**Seçili pasaj:**
□ □ □ □ □
Advertisement
TÜRKİYE EKONOMİSİ ABONE OL

Başbakan Yardımcısı Bekir Bozdağ, Almanya'nın artık terör örgütünü bir suç örgütü değil terör örgütü olarak ilan etmesini gerektiğini söyledi.

Bozdağ, Avrupalı Türk Demokratlar Birliği'nin (UETD) Münih kentinde Almanya ile Türkiye arasında imzalanan iş gücü anlaşmasının 50. yılı vesilesi ile düzenlediği bir programda konuşma yaptı.

Terörün dünyanın neresinde olursa olsun ona karşı ortak tavır konulması gerektiğini belirten Bozdağ, ''Bir ülkede terör eylemi yapanlar bir başka ülkede himaye görürlerse ,o zaman o terörle ilgili en fazla onu himaye edenler zarar görür'' dedi.
□ □ □ □ □
**Kayıt dizisi:**
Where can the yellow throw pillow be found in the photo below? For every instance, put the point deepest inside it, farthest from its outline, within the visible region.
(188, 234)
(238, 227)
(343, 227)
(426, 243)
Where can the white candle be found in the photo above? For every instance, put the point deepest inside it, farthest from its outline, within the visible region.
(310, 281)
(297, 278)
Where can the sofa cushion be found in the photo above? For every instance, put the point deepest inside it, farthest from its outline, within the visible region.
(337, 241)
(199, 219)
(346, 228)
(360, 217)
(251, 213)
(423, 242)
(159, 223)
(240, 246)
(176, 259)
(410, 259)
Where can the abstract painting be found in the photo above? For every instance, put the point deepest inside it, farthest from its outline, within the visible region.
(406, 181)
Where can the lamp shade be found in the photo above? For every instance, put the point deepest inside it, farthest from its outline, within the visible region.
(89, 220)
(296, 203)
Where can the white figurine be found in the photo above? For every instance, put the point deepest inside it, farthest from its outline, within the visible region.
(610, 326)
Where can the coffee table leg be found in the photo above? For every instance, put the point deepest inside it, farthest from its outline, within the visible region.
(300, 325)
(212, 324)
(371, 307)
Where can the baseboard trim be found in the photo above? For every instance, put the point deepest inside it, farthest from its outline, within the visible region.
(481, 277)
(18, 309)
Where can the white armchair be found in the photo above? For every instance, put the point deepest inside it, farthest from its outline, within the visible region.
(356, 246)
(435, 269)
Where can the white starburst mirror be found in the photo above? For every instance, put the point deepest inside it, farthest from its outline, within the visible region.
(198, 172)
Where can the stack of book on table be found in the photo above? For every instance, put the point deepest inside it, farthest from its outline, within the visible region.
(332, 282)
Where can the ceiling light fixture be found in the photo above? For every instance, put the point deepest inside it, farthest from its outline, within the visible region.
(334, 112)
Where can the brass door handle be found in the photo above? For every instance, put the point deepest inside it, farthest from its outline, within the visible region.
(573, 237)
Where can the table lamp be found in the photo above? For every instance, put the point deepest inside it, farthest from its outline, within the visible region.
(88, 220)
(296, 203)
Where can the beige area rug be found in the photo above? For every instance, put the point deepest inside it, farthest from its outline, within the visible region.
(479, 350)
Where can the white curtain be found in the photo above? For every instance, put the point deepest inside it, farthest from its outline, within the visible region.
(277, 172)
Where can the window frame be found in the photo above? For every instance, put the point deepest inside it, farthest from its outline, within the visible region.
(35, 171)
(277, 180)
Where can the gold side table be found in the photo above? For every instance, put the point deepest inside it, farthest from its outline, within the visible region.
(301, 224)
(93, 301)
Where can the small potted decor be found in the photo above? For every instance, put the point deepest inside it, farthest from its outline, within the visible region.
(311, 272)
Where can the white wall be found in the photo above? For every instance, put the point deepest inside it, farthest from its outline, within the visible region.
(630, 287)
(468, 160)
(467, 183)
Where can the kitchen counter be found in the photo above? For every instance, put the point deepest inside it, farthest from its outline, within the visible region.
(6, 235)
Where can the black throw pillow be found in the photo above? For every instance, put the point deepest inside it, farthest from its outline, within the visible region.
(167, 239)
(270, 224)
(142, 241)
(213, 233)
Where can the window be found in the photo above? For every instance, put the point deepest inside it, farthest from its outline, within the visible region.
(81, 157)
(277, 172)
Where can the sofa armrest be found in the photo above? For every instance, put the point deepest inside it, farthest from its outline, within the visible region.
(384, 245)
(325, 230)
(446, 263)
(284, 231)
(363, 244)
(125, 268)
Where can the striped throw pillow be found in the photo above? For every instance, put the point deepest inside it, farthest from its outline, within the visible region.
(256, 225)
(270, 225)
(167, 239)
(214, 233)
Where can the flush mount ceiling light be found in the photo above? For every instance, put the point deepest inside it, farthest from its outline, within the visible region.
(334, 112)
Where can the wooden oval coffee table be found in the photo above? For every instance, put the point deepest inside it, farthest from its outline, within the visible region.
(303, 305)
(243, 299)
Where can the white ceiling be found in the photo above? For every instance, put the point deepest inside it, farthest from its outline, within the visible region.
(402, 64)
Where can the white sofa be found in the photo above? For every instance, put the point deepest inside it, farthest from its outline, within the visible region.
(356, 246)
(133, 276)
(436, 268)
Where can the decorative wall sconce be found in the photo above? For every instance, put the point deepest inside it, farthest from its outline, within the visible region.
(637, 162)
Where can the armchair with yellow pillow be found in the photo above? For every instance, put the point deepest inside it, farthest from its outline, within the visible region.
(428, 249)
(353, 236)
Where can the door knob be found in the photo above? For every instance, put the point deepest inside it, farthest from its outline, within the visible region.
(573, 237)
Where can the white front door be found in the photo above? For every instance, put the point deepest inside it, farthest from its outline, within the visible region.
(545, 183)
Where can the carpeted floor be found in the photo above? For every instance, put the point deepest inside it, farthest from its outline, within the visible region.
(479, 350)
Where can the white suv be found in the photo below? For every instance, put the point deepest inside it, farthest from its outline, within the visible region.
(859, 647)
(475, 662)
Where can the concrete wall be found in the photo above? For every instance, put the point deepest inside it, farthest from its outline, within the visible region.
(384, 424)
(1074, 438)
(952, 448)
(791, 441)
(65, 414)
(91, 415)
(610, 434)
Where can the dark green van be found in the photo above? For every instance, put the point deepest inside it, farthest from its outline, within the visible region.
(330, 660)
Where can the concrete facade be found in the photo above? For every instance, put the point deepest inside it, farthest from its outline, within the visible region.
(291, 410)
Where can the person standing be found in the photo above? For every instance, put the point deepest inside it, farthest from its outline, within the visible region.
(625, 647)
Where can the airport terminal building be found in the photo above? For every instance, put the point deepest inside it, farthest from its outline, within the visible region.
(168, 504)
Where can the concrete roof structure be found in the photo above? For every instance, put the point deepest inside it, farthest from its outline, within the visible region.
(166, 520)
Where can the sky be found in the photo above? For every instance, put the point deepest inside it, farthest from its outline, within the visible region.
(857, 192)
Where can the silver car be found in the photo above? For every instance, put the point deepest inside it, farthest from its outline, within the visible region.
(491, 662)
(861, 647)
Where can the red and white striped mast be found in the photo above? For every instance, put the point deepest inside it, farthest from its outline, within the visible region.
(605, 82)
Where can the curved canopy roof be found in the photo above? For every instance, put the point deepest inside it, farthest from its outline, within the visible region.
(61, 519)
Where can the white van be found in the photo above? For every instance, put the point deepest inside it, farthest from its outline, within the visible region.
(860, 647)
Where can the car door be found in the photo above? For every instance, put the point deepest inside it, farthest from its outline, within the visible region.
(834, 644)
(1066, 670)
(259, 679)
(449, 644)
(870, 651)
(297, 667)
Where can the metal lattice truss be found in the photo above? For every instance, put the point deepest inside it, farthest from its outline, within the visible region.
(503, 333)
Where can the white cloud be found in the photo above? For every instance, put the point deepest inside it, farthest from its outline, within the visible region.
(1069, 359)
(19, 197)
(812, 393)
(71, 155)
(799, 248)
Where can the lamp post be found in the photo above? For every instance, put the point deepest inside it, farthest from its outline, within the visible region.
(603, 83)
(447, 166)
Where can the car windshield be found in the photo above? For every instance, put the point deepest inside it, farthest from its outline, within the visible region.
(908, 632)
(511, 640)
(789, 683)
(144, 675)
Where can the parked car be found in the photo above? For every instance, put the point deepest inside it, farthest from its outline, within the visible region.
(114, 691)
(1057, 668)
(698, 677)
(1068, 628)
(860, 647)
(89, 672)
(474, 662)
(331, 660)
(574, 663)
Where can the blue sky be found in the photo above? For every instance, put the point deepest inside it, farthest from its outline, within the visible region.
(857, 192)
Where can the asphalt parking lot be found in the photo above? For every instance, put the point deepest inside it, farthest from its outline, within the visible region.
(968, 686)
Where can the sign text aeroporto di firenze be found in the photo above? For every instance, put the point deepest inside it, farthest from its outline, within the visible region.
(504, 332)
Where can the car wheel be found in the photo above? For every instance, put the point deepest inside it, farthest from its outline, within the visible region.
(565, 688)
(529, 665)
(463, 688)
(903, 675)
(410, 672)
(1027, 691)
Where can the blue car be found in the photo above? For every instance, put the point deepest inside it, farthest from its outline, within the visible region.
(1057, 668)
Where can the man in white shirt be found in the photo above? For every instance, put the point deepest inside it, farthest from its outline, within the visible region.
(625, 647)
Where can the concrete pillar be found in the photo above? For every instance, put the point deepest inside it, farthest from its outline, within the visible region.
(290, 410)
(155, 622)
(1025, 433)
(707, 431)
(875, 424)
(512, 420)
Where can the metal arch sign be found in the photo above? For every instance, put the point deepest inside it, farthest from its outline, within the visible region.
□ □ □ □ □
**Yönerge:**
Bekir Bozdağ haberinden "Bozdağ, Avrupalı Türk" sözleriyle başlayıp "programda konuşma yaptı." sözleriyle biten kısmı hiçbir değişiklik yapmadan alıntılayın.

**Beklenen yanıt:**
Bozdağ, Avrupalı Türk Demokratlar Birliği'nin (UETD) Münih kentinde Almanya ile Türkiye arasında imzalanan iş gücü anlaşmasının 50. yılı vesilesi ile düzenlediği bir programda konuşma yaptı.